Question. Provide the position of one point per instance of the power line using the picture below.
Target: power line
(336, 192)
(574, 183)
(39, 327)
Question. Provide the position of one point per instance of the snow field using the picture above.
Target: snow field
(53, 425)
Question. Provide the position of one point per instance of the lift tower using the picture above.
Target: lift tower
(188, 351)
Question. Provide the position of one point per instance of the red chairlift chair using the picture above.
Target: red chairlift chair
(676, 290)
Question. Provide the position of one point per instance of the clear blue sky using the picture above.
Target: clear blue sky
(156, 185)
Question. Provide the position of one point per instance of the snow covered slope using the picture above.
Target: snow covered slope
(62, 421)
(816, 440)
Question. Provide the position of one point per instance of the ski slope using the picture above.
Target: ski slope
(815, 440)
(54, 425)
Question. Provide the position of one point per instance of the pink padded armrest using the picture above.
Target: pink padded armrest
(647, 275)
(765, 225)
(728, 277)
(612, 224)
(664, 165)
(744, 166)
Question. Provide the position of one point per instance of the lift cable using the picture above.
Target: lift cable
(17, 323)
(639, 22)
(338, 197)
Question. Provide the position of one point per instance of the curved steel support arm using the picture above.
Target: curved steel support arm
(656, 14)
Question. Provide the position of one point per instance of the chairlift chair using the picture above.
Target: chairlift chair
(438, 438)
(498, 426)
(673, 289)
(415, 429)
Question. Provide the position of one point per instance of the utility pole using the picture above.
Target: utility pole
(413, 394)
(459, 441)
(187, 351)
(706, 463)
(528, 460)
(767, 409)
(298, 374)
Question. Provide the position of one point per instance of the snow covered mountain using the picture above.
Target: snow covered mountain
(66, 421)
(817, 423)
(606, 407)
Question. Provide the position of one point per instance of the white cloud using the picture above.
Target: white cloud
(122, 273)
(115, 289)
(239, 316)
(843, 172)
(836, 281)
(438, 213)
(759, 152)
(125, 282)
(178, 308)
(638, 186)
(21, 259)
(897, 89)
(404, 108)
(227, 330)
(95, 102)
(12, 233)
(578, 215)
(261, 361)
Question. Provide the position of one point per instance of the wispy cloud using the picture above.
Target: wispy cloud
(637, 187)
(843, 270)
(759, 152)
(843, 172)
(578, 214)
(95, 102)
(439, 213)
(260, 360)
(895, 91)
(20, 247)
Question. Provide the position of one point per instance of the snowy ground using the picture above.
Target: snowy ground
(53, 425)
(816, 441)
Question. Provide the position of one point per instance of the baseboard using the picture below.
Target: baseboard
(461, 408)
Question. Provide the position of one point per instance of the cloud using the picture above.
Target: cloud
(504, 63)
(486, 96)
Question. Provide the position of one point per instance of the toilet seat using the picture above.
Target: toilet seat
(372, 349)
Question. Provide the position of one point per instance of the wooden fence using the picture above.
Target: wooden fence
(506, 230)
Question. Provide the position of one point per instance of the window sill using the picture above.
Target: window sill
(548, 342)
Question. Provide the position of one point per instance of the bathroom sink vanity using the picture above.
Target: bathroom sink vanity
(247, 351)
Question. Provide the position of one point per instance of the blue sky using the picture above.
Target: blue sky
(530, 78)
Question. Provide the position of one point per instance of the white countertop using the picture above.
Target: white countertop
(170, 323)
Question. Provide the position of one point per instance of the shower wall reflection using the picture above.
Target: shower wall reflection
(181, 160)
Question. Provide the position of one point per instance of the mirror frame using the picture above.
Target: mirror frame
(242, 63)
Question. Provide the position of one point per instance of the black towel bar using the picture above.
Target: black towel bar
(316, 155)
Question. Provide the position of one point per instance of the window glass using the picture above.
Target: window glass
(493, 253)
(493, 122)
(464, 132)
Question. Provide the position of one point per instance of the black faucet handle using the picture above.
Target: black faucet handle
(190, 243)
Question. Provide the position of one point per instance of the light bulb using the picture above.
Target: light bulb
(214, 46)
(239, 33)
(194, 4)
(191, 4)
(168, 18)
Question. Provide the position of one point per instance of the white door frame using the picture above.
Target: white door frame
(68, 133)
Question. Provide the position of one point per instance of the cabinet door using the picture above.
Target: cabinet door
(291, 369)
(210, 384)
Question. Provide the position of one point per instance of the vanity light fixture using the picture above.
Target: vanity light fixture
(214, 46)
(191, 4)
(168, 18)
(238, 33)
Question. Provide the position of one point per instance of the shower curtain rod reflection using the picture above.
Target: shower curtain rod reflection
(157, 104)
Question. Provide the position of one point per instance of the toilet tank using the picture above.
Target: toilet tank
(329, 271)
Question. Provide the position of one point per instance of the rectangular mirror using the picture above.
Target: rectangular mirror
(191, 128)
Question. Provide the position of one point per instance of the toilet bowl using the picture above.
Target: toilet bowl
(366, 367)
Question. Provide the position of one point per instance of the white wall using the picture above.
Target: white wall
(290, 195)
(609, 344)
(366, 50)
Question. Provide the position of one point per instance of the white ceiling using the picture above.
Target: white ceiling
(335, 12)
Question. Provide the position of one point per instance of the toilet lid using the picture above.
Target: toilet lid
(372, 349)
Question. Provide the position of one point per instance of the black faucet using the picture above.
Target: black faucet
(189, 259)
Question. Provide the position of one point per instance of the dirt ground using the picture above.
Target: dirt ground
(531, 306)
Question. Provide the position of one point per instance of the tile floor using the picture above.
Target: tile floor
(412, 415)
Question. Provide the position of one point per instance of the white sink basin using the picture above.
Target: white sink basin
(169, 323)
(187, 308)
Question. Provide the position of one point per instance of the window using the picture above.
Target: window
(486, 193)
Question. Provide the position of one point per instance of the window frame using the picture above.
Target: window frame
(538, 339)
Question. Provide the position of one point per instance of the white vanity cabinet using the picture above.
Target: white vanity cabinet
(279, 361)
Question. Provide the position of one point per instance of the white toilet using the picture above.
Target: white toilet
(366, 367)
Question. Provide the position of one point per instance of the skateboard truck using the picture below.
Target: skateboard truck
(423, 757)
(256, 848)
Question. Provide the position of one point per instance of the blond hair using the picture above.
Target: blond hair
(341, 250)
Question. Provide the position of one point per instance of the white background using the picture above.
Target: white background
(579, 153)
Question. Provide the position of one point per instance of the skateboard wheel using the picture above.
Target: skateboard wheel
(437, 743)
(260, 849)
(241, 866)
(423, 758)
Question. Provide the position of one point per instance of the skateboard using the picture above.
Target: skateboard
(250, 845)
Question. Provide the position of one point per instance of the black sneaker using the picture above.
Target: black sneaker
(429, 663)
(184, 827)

Task to complete: Copy every line of the records above that contains "below".

Response:
Question. Provide the position of one point per instance of the power line using the picture below.
Question. Provide the position of one point per instance of the baseboard using the picture below.
Question. Provide the position of one point per instance of the skateboard truck using the picture below.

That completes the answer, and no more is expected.